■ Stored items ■
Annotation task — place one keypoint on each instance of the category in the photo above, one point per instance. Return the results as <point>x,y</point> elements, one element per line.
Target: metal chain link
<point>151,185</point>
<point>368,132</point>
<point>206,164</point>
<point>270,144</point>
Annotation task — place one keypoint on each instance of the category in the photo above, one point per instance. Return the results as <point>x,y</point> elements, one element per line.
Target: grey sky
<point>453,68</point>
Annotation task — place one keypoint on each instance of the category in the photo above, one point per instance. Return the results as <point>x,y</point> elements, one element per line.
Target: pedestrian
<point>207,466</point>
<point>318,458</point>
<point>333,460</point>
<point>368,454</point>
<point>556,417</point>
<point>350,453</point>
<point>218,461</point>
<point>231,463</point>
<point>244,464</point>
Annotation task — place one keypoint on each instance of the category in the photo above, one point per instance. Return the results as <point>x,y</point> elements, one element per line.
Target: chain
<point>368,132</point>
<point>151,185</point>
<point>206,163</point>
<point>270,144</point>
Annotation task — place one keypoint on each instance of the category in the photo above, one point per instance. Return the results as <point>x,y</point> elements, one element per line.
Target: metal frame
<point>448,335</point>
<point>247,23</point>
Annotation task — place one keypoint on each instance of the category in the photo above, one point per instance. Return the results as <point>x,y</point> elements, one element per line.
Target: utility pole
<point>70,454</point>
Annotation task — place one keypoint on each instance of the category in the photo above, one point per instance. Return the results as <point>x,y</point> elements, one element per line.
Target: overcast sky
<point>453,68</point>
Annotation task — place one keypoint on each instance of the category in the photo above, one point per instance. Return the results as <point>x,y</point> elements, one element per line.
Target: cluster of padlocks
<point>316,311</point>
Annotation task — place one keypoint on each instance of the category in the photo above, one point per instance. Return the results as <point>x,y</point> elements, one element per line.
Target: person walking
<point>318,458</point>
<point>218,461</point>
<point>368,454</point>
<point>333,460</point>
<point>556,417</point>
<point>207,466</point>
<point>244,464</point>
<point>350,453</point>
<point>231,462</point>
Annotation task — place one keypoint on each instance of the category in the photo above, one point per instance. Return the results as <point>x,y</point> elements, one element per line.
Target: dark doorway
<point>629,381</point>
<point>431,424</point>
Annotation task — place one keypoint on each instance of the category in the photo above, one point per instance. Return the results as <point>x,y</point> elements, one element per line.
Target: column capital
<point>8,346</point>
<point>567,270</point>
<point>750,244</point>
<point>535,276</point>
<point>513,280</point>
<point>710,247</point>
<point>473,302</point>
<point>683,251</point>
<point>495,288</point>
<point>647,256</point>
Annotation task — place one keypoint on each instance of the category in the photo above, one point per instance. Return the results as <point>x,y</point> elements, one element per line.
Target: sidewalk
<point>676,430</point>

■ REQUIRED WORK ■
Rewrite all of the data above, replacing each occurrence of "keypoint" with "marker" and leaving every other part unchanged.

■ SOLVED EXERCISE ■
Annotation task — place one marker on each instance of the category in the photo above, one point per instance. Return the results as <point>x,y</point> elements, one element per line.
Target: metal chain link
<point>151,185</point>
<point>368,132</point>
<point>206,164</point>
<point>270,144</point>
Annotation task — place one marker on each instance of the category in the photo above, one point per instance. Return the results as <point>x,y</point> elements, one element per line.
Target: grey sky
<point>453,68</point>
Annotation task — place one marker on each instance of the category in the photo above, one point per instance. Return the results as <point>x,y</point> elements, one element per line.
Target: pedestrian
<point>207,466</point>
<point>318,458</point>
<point>333,460</point>
<point>368,454</point>
<point>556,417</point>
<point>350,453</point>
<point>218,461</point>
<point>231,463</point>
<point>244,464</point>
Annotation task — place one marker on each instance of the category in the photo above, one point per instance. Return the results as <point>x,y</point> elements, one element per line.
Target: chain
<point>368,132</point>
<point>151,185</point>
<point>206,163</point>
<point>270,144</point>
Annotation task — place one marker on each instance of the category in the photo above, one point per instance. Return the results as <point>x,y</point> elements, one element per line.
Target: metal frame
<point>448,335</point>
<point>247,23</point>
Annotation task — place one marker on each instance of the category in the photo above, one point per instance. Return the results as <point>x,y</point> elements, one element per line.
Target: utility pole
<point>70,454</point>
Annotation task — place one marker on each instance of the category in the photo above, one point per instance. Return the results as <point>x,y</point> elements, one element per line.
Target: overcast sky
<point>453,68</point>
Annotation task — place one marker on each instance of the category in the photo above, one point per instance. Return the results as <point>x,y</point> elements, one element per line.
Target: cluster of padlocks
<point>316,311</point>
Annotation task — place one marker on each instance of the category in the photo above, one point per instance. Return the results as <point>x,y</point> elements, one element per line.
Target: person walking
<point>318,458</point>
<point>218,461</point>
<point>368,454</point>
<point>333,460</point>
<point>556,417</point>
<point>207,466</point>
<point>244,464</point>
<point>350,453</point>
<point>231,462</point>
Annotation task — place one marker on each instance of the category in the photo above, one point per instance. Return the results as <point>x,y</point> elements, one element per line.
Target: dark doorway
<point>629,381</point>
<point>431,424</point>
Annotation task — place one marker on each instance of the category in the photo above, one point per instance. Return the results as <point>x,y</point> elements, one element per line.
Target: column capital
<point>8,346</point>
<point>567,270</point>
<point>750,244</point>
<point>535,276</point>
<point>513,280</point>
<point>710,247</point>
<point>473,302</point>
<point>683,251</point>
<point>495,288</point>
<point>647,256</point>
Annotation task — place one marker on each instance of the category in the photo above, one point per instance. Return the results as <point>x,y</point> elements, one element per line.
Target: sidewalk
<point>676,430</point>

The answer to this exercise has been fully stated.